Written problem:
Substitute "image coordinates" for every occurrence of "pixel coordinates" in the listing below and reproduce it with all other text unchanged.

Records supplied:
— Start —
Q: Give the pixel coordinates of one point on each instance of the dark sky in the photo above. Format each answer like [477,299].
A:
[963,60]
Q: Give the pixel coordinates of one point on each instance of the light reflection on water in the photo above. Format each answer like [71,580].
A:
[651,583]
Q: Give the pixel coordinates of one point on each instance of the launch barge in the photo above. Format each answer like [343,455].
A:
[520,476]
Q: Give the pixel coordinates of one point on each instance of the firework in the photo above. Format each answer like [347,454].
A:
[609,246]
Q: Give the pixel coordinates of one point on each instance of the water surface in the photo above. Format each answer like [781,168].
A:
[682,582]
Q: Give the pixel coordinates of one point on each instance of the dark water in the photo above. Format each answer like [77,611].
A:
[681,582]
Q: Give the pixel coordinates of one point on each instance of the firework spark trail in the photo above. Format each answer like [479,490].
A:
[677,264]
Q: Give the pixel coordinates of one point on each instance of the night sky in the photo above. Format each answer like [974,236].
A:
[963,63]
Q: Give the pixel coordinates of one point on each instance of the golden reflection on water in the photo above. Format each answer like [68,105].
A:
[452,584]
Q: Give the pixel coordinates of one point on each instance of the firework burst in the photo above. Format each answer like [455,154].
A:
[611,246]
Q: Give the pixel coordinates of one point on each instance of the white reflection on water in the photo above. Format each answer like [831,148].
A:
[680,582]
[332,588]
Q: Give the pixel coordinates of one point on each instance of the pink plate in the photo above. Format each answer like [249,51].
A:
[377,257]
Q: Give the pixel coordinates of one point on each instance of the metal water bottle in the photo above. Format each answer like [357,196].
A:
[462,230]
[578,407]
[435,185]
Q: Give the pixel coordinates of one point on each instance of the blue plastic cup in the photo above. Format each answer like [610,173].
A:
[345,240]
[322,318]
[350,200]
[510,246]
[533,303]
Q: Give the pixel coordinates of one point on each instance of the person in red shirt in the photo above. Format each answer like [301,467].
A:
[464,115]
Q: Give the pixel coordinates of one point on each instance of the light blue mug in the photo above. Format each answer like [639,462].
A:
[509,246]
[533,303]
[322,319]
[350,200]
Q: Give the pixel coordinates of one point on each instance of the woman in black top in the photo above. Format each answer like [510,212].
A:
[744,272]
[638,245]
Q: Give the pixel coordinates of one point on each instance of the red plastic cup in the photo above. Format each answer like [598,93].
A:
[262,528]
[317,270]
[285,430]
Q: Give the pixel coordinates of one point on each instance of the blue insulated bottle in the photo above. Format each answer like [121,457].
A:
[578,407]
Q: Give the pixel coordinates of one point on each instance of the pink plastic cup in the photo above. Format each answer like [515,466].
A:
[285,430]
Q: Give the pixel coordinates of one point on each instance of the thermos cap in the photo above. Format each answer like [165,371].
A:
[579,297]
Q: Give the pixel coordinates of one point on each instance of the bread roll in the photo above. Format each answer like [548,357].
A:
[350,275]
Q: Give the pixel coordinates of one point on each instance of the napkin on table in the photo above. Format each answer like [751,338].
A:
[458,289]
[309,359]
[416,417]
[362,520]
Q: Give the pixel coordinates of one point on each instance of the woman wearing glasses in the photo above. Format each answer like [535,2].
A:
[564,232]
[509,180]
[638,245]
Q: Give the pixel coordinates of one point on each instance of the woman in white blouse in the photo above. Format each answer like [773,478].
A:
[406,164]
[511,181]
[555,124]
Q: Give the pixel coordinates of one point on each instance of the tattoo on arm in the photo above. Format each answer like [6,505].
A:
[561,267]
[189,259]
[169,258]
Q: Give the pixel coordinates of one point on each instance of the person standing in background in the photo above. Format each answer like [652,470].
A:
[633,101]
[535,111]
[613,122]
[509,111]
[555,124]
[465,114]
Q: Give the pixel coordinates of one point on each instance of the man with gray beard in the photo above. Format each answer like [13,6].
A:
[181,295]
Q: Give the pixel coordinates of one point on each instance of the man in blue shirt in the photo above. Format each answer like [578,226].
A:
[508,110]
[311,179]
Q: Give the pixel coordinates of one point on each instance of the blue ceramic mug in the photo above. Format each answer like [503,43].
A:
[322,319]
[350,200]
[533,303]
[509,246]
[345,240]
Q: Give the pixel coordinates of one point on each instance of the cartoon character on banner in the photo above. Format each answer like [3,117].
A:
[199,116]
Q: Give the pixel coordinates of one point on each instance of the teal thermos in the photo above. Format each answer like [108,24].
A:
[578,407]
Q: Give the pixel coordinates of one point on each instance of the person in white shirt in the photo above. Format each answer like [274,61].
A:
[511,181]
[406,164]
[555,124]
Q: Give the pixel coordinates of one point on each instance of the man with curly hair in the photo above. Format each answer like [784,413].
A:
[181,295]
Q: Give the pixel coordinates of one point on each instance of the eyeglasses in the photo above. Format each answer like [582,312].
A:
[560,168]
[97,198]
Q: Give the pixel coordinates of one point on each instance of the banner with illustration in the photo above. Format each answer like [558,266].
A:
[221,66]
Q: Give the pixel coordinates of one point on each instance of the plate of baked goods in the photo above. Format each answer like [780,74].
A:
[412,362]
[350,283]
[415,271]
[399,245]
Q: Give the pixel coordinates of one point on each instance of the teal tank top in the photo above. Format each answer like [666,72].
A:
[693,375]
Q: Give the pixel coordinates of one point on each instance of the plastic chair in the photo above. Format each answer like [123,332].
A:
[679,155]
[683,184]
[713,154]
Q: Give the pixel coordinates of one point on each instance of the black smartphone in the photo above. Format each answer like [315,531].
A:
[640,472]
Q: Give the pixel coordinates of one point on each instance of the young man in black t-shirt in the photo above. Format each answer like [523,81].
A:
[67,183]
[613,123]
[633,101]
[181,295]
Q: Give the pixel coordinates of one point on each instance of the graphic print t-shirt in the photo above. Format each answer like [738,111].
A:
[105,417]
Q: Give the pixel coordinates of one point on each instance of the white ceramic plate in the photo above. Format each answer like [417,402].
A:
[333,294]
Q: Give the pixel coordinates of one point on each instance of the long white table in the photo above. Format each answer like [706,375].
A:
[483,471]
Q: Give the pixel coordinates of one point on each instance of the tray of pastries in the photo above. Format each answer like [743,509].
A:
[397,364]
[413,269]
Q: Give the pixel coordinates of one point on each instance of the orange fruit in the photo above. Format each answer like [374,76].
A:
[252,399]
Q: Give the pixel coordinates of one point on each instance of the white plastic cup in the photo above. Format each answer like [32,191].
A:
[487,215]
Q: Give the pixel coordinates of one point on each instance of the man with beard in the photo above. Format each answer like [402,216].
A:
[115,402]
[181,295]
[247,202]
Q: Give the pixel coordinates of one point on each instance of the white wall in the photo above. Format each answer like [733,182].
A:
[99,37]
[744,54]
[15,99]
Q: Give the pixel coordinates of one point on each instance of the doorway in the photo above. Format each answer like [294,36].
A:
— End —
Result of this task:
Q: Give the image coordinates of one point on each instance of the dark sky in the photo above. Format each answer like [477,299].
A:
[963,60]
Q: Give the image coordinates of one point on each instance of the light reflection on water in the photo above. Format each answer like [71,580].
A:
[651,583]
Q: Give the image coordinates of one point on each instance of the launch barge in the photo above. Format each answer like [343,455].
A:
[520,476]
Q: Give the image coordinates of one point on each instance of the firework in the photo above. Format each answer like [347,454].
A:
[609,246]
Q: Give the image coordinates of one point on each instance of the water surface in the photo above. Format each answer like [781,168].
A:
[682,582]
Q: Give the image coordinates of one point on each instance of the dark water in the photo above. Format each answer like [77,611].
A:
[681,582]
Q: Give the image coordinates of one point on each instance of the firework spark trail in the photo above. Format each answer like [479,490].
A:
[677,264]
Q: Give the image coordinates of one point on each instance of the night sky in the photo above. Format each answer like [974,236].
A:
[963,63]
Q: Give the image coordinates of one point on each instance of the golden reflection on water in the photo above. Format each answer like [68,105].
A:
[452,584]
Q: Give the image coordinates of one point on each instance of the firework burst in the photo above. Format each answer like [455,154].
A:
[611,246]
Q: Give the image coordinates of one point on each instance of the white reflection on water in the photo above. Format each answer like [831,148].
A:
[680,582]
[332,588]
Q: Give the image coordinates of one point on each instance of the pink plate in the photo above. Format each answer like [249,51].
A:
[377,257]
Q: Give the image coordinates of one point on each instance of the metal water bottle in the photo above. Format each answer like [357,196].
A:
[462,230]
[578,407]
[435,185]
Q: Give the image coordinates of one point on each instance of the blue plastic cup in the photo above. Format each answer like [610,173].
A:
[345,240]
[322,318]
[350,200]
[510,246]
[533,303]
Q: Give the image coordinates of one point on each instance of the person in red shirt in the photo above. Format each answer like [301,467].
A:
[464,115]
Q: Give the image coordinates of one point on each instance of the light blue mug in the photo above. Format each answer like [639,462].
A:
[509,246]
[533,303]
[322,319]
[350,200]
Q: Give the image coordinates of one point on each instance of the woman in black top in the photo above. Format each answer like [510,212].
A:
[744,272]
[638,245]
Q: Give the image coordinates of one point on each instance of the red plastic cup in the photo above. Format each answer like [598,93].
A:
[262,528]
[317,270]
[285,430]
Q: Give the image coordinates of one point on each instance of the blue insulated bottle in the photo above. Format each answer like [121,457].
A:
[578,407]
Q: Give the image coordinates of one point on each instance of the pink plastic cup in the photo above. Format each answer like [515,466].
A:
[285,430]
Q: Give the image coordinates of one point on each instance of the thermos cap in the photo above. Format each answer like [165,371].
A:
[579,297]
Q: Give the image coordinates of one point on each instance of the bread roll in the photo above. Format each answer like [548,357].
A:
[350,275]
Q: Give the image coordinates of one point on each instance of the napkin on table in the photo above. Format each answer like [751,338].
A:
[458,289]
[309,359]
[416,417]
[362,520]
Q: Give the image coordinates of one point on each instance of the woman wearing glasses in the photo above. Format each answer like [535,2].
A:
[564,232]
[509,180]
[638,245]
Q: Give the image coordinates of one point on each instance of the woman in white blouse in the photo above. Format each answer like [773,478].
A:
[406,164]
[511,181]
[555,124]
Q: Give the image coordinates of one point on each instance of the tattoo on arm in the photo above. Format each answer like [6,505].
A:
[561,267]
[189,259]
[169,258]
Q: Give the image coordinates of one point on each instance of the person standing in background in the photo above. Format each answer like [652,470].
A:
[633,101]
[535,111]
[613,122]
[509,111]
[555,124]
[465,114]
Q: Give the image coordinates of one point on each instance of the man with gray beard in the photo above. Format each answer like [13,6].
A:
[181,295]
Q: Give the image coordinates of one point on each instance of the man in blue shirt in the photo above. Format each answer like [578,226].
A:
[508,110]
[311,179]
Q: Give the image coordinates of one point on each instance of the blue ceramic mug in the photo above. Format each answer like [503,43].
A:
[322,319]
[350,200]
[533,303]
[509,246]
[345,240]
Q: Give the image coordinates of one point on each instance of the cartoon character on banner in the photo above. Format each answer like [3,117].
A:
[199,116]
Q: Give the image coordinates of one point on each instance of the teal thermos in the photo above. Format each answer like [108,24].
A:
[578,407]
Q: Give the image coordinates of one point on each instance of the person in white shirt in the photo above. Format each answer like [274,61].
A:
[511,181]
[406,164]
[555,124]
Q: Give the image coordinates of one point on each instance of the man with curly hair in the photo above. Format each answer like [784,413].
A:
[181,295]
Q: Give the image coordinates of one point on each instance of the eyeglasses in the photo above. Format each answer like [582,312].
A:
[560,168]
[97,198]
Q: Give the image coordinates of one point on each instance of the banner with illustration in the photo above. Format each answer like [558,266].
A:
[221,66]
Q: Give the image coordinates of one point on each instance of the plate of baked goods in the photo above. Format each answer like [780,74].
A:
[412,362]
[350,283]
[415,271]
[399,245]
Q: Give the image coordinates of one point on each instance of the teal tank top in the photo above. Format each answer like [666,72].
A:
[693,375]
Q: Give the image coordinates of one point on each instance of the plastic chair in the photo above. Format each answer like [123,332].
A:
[679,155]
[683,184]
[713,154]
Q: Give the image coordinates of one point on each instance of the black smartphone in the photo above. Format each answer like [315,531].
A:
[640,472]
Q: Give the image coordinates of one point on each instance of the young man in black t-shirt in the photo above. Format each answer like [523,81].
A:
[67,183]
[613,123]
[633,101]
[181,295]
Q: Give the image coordinates of one point on each instance of the graphic print t-shirt in the photo above. Format each answer like [738,111].
A:
[105,417]
Q: Give the image coordinates of one point on each instance of the white ceramic plate in the photo above. Format each answer like [417,402].
A:
[333,294]
Q: Give the image coordinates of one point on each instance of the long white table in the photo above. Format each answer like [706,375].
A:
[483,471]
Q: Give the image coordinates of one point on each instance of the tray of pastries in the photo above. Format each answer like [743,509].
A:
[397,364]
[413,269]
Q: Give the image coordinates of one point on each instance of the orange fruit in the photo above. Format each answer like [374,76].
A:
[252,399]
Q: Give the image coordinates of one point on each instance of the white plastic cup in the photo above. Format each answer like [32,191].
A:
[487,215]
Q: Give the image coordinates of one point on each instance of the man with beard in the photo above. Format each answer like [402,216].
A:
[115,402]
[181,295]
[247,202]
Q: Give the image coordinates of one point on each instance of the white wall in the photo above. Format each answer like [733,182].
A:
[99,37]
[744,54]
[15,99]
Q: Give the image coordinates of one point on each instance of the doorway in the photo above. Format each answer like [294,36].
A:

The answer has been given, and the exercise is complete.